Natural language region descriptions

┌──

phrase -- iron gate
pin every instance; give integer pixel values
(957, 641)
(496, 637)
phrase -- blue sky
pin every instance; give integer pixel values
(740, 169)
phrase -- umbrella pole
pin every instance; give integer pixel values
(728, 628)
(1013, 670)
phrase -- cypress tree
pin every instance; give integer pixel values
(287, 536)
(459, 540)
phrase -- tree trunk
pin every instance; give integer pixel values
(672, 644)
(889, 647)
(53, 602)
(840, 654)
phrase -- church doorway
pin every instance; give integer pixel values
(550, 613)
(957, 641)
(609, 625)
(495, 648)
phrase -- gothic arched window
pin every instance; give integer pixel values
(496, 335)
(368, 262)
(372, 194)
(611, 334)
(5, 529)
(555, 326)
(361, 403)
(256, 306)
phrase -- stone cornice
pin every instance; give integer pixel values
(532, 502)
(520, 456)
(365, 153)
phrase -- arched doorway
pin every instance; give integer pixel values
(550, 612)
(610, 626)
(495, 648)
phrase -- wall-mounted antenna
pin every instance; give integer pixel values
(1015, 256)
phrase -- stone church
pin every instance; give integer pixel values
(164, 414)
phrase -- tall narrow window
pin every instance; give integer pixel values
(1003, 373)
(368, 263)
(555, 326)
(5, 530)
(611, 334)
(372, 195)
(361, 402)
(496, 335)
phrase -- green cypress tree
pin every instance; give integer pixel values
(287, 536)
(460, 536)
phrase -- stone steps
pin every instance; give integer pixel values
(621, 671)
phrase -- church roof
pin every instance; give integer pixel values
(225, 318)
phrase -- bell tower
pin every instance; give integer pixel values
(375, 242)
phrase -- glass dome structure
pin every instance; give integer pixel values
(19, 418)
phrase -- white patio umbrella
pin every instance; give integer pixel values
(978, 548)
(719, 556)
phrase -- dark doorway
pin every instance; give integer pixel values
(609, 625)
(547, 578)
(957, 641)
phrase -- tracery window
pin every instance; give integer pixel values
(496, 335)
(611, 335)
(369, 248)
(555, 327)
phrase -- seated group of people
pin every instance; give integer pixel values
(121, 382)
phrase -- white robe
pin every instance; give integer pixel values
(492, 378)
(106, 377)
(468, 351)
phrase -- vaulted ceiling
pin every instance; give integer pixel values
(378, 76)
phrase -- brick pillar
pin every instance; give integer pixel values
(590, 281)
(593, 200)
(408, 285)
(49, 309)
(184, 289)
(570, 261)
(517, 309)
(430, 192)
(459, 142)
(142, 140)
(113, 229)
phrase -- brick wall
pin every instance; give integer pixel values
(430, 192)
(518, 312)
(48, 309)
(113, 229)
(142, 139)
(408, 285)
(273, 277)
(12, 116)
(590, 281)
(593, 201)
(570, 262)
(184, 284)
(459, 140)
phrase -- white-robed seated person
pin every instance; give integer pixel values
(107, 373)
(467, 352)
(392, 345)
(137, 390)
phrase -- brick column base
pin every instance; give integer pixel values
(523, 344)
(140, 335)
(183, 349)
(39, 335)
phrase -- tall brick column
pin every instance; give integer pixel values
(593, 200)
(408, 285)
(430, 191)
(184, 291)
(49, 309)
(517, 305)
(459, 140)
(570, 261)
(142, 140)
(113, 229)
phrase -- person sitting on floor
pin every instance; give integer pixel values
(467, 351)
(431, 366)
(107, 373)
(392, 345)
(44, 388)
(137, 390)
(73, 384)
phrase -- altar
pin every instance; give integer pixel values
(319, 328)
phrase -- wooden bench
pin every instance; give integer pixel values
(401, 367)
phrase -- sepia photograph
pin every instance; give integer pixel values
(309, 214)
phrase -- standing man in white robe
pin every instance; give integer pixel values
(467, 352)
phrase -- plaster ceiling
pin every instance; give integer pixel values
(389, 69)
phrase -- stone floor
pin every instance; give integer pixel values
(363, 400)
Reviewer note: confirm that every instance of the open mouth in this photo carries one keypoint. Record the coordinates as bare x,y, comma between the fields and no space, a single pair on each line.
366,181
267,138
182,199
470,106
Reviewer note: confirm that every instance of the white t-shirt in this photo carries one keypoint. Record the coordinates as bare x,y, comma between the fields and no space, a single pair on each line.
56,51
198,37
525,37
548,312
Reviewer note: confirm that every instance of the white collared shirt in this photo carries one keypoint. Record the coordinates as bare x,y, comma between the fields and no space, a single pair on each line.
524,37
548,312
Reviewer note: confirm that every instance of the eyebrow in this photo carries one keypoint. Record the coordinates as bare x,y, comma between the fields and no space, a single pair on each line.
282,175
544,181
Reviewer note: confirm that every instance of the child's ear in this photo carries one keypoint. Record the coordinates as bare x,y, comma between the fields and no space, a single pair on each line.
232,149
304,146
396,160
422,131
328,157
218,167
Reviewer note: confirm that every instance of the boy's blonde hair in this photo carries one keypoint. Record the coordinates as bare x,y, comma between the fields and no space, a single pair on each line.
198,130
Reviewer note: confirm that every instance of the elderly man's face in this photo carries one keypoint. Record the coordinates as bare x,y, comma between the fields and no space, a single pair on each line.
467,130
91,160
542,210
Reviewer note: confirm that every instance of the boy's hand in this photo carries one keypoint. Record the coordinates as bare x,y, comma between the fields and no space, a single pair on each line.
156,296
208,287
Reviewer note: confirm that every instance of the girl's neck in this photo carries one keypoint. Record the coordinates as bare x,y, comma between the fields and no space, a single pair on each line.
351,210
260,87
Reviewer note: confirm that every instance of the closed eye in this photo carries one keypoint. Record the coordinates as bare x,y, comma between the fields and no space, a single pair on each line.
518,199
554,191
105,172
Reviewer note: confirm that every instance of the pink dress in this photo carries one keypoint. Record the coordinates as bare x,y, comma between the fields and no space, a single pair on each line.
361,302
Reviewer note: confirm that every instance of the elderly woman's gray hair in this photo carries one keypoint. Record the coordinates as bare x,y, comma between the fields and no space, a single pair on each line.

└──

> _DIRECTIONS FOR THIS TASK_
From the data above, copy each line where the string "person" appears.

> _RESULT OF THIS TASK_
phrase -- white-robed seated person
phrase -- person sitting on floor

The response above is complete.